DATA SUPPLIED
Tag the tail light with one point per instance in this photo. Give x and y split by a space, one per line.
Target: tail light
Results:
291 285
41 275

WORK REQUIRED
Copy out every row above, requests included, with each point coordinate in the results multiplied by 2 and rounded to a whole number, halves rounding up.

OUTPUT OF THE TASK
Tag the tail light with one point per instance in this photo. Give x and y split by a space, one per line.
Target: tail light
Results:
582 570
82 550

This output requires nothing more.